• _Given task_
Could you rewrite the listing below as a numbered list, one line per item, with the blank lines dropped?

• _Exercise inputs_

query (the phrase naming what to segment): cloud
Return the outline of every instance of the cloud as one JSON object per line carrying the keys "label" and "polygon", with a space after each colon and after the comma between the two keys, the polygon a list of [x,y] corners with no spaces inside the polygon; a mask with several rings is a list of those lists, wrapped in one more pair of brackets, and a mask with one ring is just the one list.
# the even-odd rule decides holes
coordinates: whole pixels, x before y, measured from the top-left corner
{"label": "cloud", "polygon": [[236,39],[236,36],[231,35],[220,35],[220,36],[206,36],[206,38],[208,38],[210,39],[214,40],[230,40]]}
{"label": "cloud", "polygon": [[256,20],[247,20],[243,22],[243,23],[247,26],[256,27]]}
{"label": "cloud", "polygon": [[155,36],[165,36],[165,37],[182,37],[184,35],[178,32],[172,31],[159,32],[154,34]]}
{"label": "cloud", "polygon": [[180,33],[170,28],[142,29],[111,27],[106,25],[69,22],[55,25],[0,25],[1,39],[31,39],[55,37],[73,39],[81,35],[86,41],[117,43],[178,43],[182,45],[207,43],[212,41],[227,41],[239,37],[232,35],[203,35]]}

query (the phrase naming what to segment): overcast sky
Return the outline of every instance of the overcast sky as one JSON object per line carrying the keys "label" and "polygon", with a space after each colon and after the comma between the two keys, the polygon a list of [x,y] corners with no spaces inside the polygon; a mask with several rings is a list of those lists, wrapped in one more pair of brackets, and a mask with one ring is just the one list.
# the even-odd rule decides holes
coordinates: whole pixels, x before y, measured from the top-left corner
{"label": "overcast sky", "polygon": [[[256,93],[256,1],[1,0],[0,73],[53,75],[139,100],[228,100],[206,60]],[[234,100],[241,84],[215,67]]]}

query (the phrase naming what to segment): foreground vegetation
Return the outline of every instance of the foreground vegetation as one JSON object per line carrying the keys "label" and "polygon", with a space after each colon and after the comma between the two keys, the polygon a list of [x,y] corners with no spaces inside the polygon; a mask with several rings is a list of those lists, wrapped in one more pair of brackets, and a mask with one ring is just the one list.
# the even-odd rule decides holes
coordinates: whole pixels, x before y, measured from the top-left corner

• _Solution to the exercise_
1. query (the phrase naming what to segment): cloud
2. Return the outline of every instance of the cloud as one JSON object per line carrying the keys "label" and "polygon", with a space after each colon and after the comma between the two keys, the polygon a list of [x,y] corners with no spaces inside the polygon; a mask with several rings is a list of those lists, wrapped in one more pair of brackets, and a mask with one ring is just the one list.
3. # the even-odd rule decides holes
4. coordinates: whole pixels, x before y, measured from the top-left corner
5. {"label": "cloud", "polygon": [[236,39],[236,36],[231,35],[220,35],[220,36],[206,36],[206,38],[208,38],[210,39],[214,40],[230,40]]}
6. {"label": "cloud", "polygon": [[256,20],[247,20],[243,22],[243,23],[247,26],[256,27]]}
7. {"label": "cloud", "polygon": [[155,36],[165,36],[165,37],[182,37],[184,35],[178,32],[172,31],[159,32],[154,34]]}
8. {"label": "cloud", "polygon": [[180,33],[170,28],[142,29],[111,27],[106,25],[69,22],[55,25],[0,25],[1,39],[31,39],[55,37],[73,39],[81,35],[86,41],[117,43],[178,43],[182,45],[207,43],[212,41],[227,41],[239,37],[232,35],[203,35]]}
9. query (the phrase naming what to segment): overcast sky
10. Return the outline of every instance of the overcast sky as one JSON object per line carrying the keys "label" and "polygon", with a space after each colon and after the comma between the two keys, the polygon a list of [x,y] corners with no spaces inside the polygon; a mask with several rings is a list of those lists, wrapped in one more pair of brackets, and a mask with one ring is just the one list.
11. # the even-odd rule decides holes
12. coordinates: whole pixels, x before y, measured from the top-left corner
13. {"label": "overcast sky", "polygon": [[[256,93],[256,1],[1,0],[0,73],[53,75],[139,100],[228,100],[206,60]],[[234,100],[241,84],[215,67]]]}
14. query (the phrase naming what to segment): foreground vegetation
15. Return the outline of every instance of the foreground vegetation as one JSON object per line carrying the keys "label" and "polygon", with a space after each colon and after the comma between the two keys, the polygon a list of [x,y] corners with no spaces inside the polygon; a mask with several rings is a list of those lists, wrapped in one more pair of brackets, and a mask with one ring is just the one list.
16. # the even-odd rule decides holes
17. coordinates: whole pixels, x before y, measured from the top-left corner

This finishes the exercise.